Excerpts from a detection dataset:
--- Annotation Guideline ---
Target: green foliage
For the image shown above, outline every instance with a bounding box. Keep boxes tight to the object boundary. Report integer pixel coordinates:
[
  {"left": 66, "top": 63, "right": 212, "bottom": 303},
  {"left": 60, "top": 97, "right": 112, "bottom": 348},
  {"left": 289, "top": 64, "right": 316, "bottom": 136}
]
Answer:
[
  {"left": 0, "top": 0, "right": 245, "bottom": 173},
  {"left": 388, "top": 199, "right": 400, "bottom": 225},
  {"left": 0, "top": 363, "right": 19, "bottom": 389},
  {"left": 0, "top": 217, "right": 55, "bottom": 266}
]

▶ Goal of the exercise: Write each line above out exactly.

▶ Answer to the exercise:
--- Annotation Guideline ---
Target: green foliage
For the image shown above, outline every instance with a bounding box. Keep boxes tight to the object boundary. Report integer pixel coordinates:
[
  {"left": 66, "top": 63, "right": 212, "bottom": 303},
  {"left": 60, "top": 97, "right": 112, "bottom": 348},
  {"left": 289, "top": 64, "right": 316, "bottom": 136}
]
Answer:
[
  {"left": 0, "top": 0, "right": 245, "bottom": 173},
  {"left": 388, "top": 199, "right": 400, "bottom": 225},
  {"left": 0, "top": 363, "right": 19, "bottom": 389},
  {"left": 0, "top": 217, "right": 55, "bottom": 266}
]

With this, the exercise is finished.